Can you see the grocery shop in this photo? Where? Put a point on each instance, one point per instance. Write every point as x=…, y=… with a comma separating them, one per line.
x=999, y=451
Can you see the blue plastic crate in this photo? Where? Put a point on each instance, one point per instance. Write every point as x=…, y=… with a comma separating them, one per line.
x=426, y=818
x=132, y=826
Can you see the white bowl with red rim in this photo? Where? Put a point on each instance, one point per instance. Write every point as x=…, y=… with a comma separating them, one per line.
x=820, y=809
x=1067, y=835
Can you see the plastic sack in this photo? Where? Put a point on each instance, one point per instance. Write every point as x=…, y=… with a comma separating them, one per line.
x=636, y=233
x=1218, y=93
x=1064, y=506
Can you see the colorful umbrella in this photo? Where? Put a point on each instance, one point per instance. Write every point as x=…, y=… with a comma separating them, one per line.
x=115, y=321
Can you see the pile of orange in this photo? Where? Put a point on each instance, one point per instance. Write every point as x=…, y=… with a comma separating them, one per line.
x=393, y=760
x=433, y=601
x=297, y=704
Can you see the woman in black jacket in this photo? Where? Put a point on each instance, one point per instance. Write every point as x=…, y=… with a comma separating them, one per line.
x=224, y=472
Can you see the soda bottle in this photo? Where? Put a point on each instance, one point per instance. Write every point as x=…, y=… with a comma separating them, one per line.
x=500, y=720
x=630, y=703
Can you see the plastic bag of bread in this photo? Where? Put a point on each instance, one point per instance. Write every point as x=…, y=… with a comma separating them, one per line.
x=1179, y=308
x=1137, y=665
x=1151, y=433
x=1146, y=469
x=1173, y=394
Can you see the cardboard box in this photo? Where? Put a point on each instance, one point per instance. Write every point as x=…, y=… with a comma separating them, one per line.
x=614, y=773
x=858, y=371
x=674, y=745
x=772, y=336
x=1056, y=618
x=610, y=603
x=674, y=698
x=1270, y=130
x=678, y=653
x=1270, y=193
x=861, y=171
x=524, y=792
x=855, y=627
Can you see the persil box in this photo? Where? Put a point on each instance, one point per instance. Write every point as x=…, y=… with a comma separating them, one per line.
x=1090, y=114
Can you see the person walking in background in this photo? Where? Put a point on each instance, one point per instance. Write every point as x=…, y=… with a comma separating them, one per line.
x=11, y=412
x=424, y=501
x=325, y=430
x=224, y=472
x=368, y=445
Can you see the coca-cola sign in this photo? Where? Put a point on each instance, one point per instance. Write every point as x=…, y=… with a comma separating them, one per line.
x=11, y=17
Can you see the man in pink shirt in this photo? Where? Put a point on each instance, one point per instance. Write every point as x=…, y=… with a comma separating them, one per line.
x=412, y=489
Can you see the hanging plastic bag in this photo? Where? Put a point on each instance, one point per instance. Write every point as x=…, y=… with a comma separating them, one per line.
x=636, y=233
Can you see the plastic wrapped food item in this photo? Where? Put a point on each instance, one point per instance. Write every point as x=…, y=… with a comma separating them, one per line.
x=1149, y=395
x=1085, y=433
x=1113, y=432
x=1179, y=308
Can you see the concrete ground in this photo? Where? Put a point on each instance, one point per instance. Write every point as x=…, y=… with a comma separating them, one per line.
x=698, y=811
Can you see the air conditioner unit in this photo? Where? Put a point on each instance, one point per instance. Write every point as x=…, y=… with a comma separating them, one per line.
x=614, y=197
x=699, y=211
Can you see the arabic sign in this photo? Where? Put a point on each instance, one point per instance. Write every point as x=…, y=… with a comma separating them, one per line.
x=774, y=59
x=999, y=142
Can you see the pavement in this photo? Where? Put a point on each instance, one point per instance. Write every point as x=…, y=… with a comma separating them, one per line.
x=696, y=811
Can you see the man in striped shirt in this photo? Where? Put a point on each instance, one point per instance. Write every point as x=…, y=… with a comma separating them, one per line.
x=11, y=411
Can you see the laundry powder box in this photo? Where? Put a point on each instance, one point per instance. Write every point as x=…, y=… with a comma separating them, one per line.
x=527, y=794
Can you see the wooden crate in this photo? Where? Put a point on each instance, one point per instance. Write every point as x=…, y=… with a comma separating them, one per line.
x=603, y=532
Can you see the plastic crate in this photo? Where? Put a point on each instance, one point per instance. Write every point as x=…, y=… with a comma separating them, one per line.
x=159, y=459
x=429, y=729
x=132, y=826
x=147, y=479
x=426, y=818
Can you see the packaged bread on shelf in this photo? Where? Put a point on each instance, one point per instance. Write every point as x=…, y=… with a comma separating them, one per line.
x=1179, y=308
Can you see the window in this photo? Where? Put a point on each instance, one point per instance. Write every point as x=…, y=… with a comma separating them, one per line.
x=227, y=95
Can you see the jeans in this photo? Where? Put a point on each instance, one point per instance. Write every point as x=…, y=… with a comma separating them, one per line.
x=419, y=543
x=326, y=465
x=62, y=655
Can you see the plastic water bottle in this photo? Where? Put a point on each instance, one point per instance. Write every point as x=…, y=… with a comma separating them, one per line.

------------------------------------

__Instructions to follow__:
All lines from the one containing "Can you see the window" through the last line of the data, both included, are to be retyped exactly, and no other line belongs in the answer.

__Output for this task__:
Can you see the window in this photo? Where? Put a point on each instance, one point per instance. Write every point as x=…, y=… with a comma separating them, one per line.
x=227, y=95
Can you see the jeans in this photo? Where? Put a point on each instance, one point per instance. Write every point as x=…, y=… with a comma separating them, one per line.
x=419, y=543
x=326, y=465
x=62, y=655
Can you see the plastic water bottle in this photo? Where? Put a point on each instance, one point per instance. Write every point as x=…, y=… with a comma separating them, one per line.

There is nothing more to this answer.